__Written task__. Reproduce the listing below verbatim in its entirety, omitting the pictures.

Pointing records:
------------------------

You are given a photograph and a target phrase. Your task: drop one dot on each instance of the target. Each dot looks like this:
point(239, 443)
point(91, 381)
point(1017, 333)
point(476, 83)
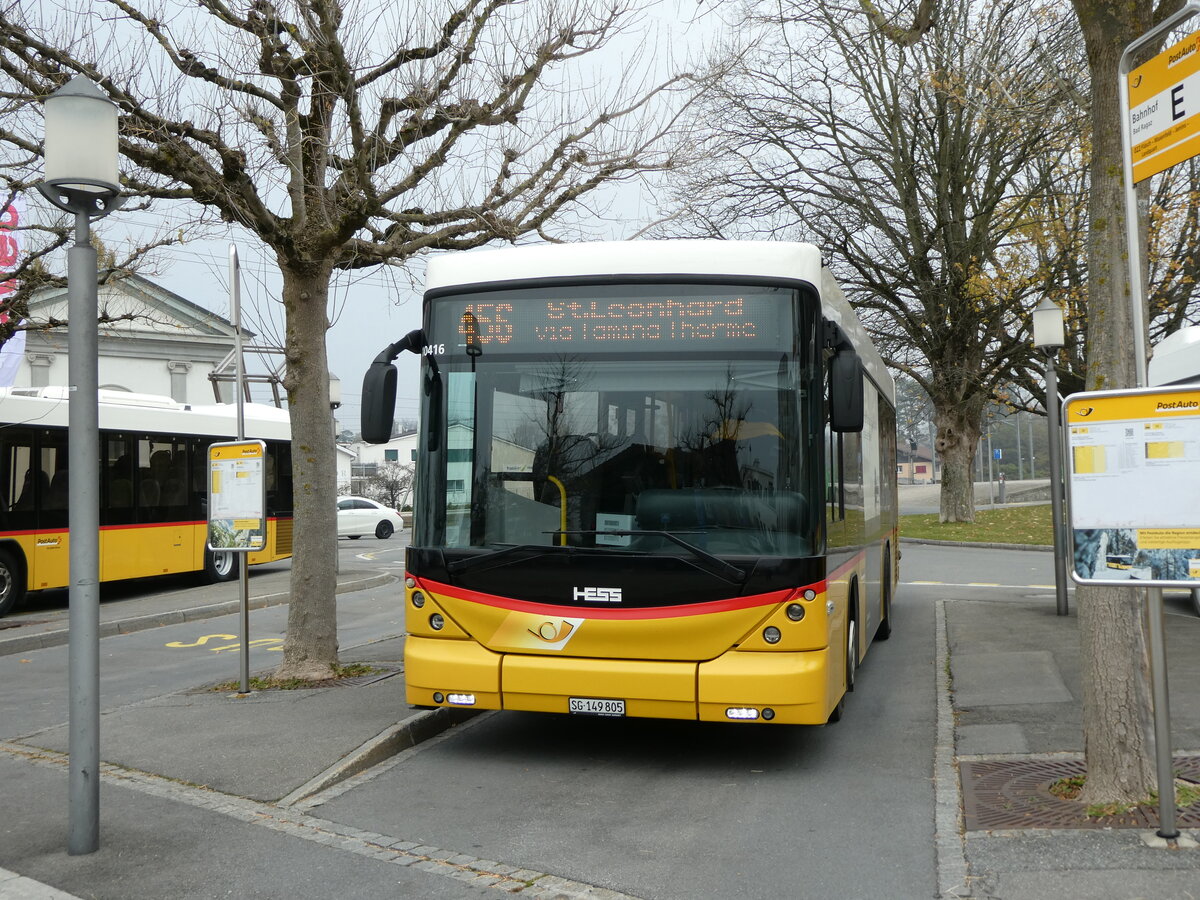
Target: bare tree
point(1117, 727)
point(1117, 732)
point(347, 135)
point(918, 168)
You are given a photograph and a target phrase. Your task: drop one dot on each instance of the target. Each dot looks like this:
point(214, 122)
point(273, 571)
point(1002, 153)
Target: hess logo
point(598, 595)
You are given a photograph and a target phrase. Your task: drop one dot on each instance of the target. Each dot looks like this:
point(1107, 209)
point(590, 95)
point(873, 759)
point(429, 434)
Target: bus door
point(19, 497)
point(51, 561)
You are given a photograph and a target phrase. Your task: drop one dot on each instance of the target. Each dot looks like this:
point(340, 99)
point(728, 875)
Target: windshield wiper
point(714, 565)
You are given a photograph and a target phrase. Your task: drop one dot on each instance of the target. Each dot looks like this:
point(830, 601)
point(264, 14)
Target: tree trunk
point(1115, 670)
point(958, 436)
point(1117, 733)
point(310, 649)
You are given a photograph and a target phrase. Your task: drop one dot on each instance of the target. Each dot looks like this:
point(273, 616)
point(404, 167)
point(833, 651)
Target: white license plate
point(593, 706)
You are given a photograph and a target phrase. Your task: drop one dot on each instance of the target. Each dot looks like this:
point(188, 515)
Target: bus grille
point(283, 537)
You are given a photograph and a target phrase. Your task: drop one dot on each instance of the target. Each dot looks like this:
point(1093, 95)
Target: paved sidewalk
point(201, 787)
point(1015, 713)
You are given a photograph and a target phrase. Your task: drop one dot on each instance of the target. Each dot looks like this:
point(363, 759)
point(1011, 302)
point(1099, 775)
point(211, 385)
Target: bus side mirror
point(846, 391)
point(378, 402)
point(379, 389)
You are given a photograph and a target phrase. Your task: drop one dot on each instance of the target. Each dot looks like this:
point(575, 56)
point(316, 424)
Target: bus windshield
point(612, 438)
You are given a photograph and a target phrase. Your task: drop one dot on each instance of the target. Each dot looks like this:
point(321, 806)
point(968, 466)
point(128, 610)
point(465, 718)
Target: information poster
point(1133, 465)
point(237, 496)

------------------------

__Solution to the problem__.
You are given a photograph and a target phrase. Your task: drop one dot on each instance of the target. Each dot looks like this:
point(239, 443)
point(91, 381)
point(1017, 333)
point(476, 83)
Target: bare tree
point(1117, 727)
point(1117, 732)
point(347, 135)
point(918, 168)
You are given a photograph and a target phrase. Your task: drop one dot on each instance of the target. Each dot looks like this:
point(214, 122)
point(273, 571)
point(1002, 153)
Target: hess logo
point(598, 595)
You are given a photograph and a target phrase. Your task: drop one dot on each instance of the target. Each dot looks like this:
point(1107, 209)
point(590, 95)
point(873, 759)
point(429, 434)
Target: bus door
point(19, 497)
point(51, 561)
You are given a photograph and a target phrase. Your task: drop one dot on each instance of the target. Each dot looks like this:
point(340, 99)
point(728, 875)
Target: windshield wiper
point(714, 565)
You are given a photograph and a target phrase. Your task: drop one dot on each instance of the target. Each dot looks like this:
point(830, 601)
point(264, 14)
Target: tree trunk
point(1115, 670)
point(958, 436)
point(1117, 733)
point(310, 649)
You are given a photograph and a target phrase. Your task: drop one dot on each instance of the target. Each dot looks like this:
point(273, 616)
point(404, 167)
point(833, 651)
Target: white license plate
point(593, 706)
You are given a photograph and a target phrase. Your task: drop one dot on each instance of the target. Each dot looks like this:
point(188, 515)
Target: bus grille
point(283, 537)
You are given a photograph and a target phrase. Your task: drop one dot on each instance of the target. Each dot looks like this:
point(1093, 95)
Target: paved sidewalk
point(201, 787)
point(1015, 713)
You are given a photograph and a target phrase. Your task: drop one dot on each instance of the target. Each dot looks like this:
point(363, 759)
point(1011, 302)
point(1099, 775)
point(211, 385)
Target: bus side mirror
point(846, 391)
point(378, 402)
point(379, 389)
You are given a photograph and a target phrase. Your task: drop one dot on each instance of the target. Each dot looks like this:
point(575, 56)
point(316, 424)
Target: bus windshield
point(612, 438)
You are given a photograph and a target phrase. Your task: drop one dot on each instance of the target. Each dot looks like this:
point(321, 806)
point(968, 466)
point(128, 610)
point(465, 718)
Target: information poster
point(1133, 465)
point(237, 496)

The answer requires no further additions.